**Work required**
Copy every line of the data below word for word, changing nothing.

---

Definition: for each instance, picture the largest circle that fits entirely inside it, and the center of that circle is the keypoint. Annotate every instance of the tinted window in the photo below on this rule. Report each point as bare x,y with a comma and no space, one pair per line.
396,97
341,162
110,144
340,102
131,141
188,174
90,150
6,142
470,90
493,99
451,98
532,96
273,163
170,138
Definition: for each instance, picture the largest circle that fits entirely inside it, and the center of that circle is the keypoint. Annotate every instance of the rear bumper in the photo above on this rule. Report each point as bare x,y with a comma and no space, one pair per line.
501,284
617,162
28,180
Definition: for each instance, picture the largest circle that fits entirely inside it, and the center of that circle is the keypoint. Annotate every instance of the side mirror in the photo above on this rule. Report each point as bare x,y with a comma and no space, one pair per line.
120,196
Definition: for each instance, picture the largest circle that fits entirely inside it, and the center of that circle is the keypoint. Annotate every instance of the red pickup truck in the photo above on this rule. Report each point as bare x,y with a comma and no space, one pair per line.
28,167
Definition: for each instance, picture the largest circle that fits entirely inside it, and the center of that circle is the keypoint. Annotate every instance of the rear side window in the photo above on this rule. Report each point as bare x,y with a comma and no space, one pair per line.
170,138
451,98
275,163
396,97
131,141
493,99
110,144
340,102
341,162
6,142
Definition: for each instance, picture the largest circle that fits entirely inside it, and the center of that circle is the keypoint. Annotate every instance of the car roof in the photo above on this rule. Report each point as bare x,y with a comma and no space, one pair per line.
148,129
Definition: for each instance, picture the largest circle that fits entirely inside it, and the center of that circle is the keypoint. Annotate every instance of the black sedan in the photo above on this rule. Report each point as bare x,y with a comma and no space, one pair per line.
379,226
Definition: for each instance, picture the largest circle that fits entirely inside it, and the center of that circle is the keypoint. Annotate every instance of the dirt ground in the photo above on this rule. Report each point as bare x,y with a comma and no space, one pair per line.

---

**Exercise answer**
Definition: for each instance, picture the largest circle that fits entirely inside it, and the center of that circle is the keypoint. Annotate every instance of the tinted window in the photo below on this rule. Report each point as bare x,y with a comma and no space, one pair per line.
396,97
341,162
110,144
340,102
131,141
188,174
90,150
6,142
470,90
493,99
451,98
532,96
273,163
170,138
Definition: for each instance, picture the largest circle that fits entirely inside it, and the center of that circle is the keypoint. Annotate every instance of the rear bumper in the photo above on this rule. Report each point as bare x,y with a comma and no space, one pair per line.
501,284
617,162
28,180
Definition: for each instance, picture the largest circle that fits entirely inside it, and the center of that circle is the keypoint. Annotate every instance of the side mirror in the photo above on this rule. Report each point as bare x,y with a comma and no space, one pair per line.
120,196
Definition: for each instance, picture the largest circle that fits entirely inside it, and the center of that circle is the keypoint. Annotate every instance of the red pickup truck in the photo above on this rule. Report each point as bare x,y with a comma and no space, one pair per line.
28,167
Definition: for each instance, picture the largest circle that fits entirely inside it, and the center of that circle is the keypoint. Annotate every instance of the rear side window in the photo above on this rule. Report each point as bare x,y with a comma and no space, one pair per line.
170,138
451,98
275,163
396,97
131,141
493,99
110,144
340,102
341,162
6,142
Definition: for each instance, picture the largest circle that fits entirely inside it, and the center of that circle is the keypoint. Annotate every instance of the car roof in the photo above on this rule. Report each point as bare x,y with a comma and no space, one pair per line.
148,129
Definition: for each instance, picture the largest circle that fits entirely inside it, and the center of that circle is the keypoint. Annotate every instance of the black sedan in the photo above on this rule. Report each point as bare x,y with a comma and no space, one pair per line.
379,226
Definition: for each instance, picture the largest circle that fits entirely inside it, and the center of that circle is the keypoint. Annotate every instance of the dirt ground in the photo above on this rule. Report each point as bare x,y with a comma and no space, one pair per line.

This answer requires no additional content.